OBJECTIVE ▸ Show each line of the material below that contains the string "denim". Uppercase and lowercase count as different.

EXCERPTED RECORDS ▸
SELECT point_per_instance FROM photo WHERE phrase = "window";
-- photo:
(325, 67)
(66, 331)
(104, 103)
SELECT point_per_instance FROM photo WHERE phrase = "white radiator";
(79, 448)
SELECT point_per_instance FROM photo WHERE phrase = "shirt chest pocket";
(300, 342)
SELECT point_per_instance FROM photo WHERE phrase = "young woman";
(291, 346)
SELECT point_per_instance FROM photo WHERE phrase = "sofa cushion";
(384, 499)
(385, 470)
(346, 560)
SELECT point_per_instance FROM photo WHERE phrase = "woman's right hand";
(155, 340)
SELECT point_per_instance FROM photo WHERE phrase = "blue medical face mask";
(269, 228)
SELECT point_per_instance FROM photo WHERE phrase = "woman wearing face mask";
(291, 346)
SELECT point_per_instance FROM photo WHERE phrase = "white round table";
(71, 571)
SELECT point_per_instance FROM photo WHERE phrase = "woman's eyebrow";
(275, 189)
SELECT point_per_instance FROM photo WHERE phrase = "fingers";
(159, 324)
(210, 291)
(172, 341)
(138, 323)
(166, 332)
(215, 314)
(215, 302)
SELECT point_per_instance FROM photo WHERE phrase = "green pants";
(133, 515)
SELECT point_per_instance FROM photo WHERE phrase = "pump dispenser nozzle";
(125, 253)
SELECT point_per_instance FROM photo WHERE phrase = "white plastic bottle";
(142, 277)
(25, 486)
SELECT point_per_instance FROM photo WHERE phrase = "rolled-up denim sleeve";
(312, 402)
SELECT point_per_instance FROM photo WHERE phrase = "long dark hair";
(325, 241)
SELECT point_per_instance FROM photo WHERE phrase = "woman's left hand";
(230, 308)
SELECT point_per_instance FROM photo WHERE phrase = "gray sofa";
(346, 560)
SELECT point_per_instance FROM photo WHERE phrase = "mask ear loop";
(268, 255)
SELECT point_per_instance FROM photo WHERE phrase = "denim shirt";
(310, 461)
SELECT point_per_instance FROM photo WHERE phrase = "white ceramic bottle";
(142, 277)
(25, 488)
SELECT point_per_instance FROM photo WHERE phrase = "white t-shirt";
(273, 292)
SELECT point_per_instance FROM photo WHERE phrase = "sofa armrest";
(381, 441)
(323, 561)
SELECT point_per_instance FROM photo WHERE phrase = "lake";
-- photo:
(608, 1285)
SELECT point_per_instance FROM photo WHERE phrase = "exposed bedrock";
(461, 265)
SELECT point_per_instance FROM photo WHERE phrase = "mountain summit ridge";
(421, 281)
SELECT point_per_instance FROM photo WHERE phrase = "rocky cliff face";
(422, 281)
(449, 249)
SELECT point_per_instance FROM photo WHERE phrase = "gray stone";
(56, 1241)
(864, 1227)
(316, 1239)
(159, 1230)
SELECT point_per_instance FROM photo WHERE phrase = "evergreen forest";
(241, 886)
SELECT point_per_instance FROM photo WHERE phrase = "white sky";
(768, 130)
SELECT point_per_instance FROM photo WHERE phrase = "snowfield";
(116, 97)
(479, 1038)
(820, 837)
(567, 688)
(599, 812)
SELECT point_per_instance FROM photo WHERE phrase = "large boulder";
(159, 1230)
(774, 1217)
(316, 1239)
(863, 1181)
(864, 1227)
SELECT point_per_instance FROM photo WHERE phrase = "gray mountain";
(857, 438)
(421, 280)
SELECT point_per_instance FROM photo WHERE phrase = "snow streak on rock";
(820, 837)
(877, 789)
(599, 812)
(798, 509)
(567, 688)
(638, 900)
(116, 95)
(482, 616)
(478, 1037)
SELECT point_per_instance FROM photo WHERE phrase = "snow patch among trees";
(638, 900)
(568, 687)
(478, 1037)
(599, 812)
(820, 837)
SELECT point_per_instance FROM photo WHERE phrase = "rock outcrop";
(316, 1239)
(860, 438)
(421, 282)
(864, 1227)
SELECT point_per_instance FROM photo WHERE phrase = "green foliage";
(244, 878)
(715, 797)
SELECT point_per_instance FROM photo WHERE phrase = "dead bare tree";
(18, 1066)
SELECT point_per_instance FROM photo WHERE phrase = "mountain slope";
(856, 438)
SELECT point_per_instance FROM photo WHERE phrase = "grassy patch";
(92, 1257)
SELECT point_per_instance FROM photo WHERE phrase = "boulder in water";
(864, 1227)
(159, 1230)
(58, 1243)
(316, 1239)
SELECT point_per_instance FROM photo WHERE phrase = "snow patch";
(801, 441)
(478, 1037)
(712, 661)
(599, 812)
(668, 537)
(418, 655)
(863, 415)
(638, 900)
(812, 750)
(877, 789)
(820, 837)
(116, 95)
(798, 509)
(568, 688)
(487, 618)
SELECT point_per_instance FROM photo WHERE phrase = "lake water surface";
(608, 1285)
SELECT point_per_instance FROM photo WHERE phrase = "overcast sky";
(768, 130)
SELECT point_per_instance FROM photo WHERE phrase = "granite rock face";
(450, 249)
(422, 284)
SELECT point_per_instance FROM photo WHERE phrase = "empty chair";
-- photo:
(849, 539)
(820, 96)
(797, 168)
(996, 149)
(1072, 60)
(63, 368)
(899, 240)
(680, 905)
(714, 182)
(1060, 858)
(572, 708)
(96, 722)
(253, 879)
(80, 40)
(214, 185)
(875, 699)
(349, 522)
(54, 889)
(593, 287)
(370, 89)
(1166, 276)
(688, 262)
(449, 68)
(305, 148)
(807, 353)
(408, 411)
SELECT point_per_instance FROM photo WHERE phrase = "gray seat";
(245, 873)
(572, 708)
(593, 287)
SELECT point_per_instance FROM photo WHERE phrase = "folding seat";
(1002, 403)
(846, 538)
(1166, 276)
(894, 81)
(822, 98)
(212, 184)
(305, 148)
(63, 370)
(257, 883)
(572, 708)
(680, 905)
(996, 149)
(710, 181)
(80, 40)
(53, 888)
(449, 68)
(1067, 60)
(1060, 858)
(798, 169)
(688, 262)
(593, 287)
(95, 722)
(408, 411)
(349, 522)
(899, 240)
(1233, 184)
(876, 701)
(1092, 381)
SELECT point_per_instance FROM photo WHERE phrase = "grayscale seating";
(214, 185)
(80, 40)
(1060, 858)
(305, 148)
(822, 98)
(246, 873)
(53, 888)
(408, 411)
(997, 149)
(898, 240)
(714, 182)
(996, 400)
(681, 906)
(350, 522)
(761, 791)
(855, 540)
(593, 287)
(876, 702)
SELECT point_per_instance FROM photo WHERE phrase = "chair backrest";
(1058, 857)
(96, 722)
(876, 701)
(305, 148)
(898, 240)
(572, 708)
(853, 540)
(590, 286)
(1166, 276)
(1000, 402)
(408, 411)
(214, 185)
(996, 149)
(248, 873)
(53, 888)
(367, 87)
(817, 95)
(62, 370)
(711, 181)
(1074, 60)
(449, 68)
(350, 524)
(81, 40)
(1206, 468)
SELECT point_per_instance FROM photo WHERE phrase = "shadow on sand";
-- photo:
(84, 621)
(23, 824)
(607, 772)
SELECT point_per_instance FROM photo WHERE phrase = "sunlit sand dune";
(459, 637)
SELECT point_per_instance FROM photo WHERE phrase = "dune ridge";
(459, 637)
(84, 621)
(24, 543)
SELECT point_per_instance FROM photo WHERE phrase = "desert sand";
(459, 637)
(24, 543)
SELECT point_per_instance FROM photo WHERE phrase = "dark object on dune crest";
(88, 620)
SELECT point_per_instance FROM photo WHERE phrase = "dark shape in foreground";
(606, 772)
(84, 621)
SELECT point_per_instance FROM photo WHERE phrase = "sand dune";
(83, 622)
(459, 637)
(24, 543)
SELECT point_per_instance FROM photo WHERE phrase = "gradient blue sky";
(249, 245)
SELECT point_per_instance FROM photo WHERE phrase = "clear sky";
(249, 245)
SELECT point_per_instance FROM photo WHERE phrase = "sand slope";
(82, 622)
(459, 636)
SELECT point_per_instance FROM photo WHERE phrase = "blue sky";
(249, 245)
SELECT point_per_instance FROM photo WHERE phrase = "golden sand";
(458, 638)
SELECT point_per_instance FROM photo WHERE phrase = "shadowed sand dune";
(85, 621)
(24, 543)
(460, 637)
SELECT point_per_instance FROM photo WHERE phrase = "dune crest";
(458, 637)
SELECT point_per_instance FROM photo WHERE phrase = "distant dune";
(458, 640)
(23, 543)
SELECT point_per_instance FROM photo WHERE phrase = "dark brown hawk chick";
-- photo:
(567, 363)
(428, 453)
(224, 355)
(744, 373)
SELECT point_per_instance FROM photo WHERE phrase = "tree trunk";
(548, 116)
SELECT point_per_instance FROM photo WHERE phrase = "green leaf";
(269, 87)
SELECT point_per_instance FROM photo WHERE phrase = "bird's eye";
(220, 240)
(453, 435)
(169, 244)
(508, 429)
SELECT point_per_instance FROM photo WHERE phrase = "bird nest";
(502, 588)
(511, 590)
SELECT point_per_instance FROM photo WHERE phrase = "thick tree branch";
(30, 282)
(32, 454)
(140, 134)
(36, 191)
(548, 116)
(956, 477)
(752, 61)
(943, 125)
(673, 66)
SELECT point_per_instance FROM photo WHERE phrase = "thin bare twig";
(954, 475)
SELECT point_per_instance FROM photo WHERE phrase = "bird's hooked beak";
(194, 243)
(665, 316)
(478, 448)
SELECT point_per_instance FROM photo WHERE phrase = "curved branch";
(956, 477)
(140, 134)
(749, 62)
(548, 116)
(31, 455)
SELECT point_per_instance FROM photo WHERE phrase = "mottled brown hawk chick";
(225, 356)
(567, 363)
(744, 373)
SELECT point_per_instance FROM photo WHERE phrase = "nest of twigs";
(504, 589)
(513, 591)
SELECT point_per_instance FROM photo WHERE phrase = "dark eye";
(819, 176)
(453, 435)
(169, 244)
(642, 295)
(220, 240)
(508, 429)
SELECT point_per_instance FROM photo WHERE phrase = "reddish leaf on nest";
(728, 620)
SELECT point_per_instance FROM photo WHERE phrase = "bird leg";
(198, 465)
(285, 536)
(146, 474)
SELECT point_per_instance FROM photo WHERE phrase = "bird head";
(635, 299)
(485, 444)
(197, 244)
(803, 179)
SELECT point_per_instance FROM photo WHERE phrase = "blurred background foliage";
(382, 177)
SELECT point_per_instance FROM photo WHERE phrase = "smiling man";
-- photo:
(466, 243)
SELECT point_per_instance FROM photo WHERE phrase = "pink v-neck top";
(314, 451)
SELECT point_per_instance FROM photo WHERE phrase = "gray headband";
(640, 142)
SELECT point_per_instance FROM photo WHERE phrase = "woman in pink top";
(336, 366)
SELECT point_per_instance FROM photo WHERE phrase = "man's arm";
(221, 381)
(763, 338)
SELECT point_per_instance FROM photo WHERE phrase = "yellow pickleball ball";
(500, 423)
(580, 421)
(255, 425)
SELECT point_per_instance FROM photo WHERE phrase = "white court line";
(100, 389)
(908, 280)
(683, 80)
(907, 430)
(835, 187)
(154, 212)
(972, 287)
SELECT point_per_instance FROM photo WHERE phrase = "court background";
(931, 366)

WRITTEN RESPONSE ▸
SELECT point_per_instance FROM photo WHERE phrase = "rolled-up denim sleeve";
SELECT point_per_instance FROM photo WHERE phrase = "denim shirt";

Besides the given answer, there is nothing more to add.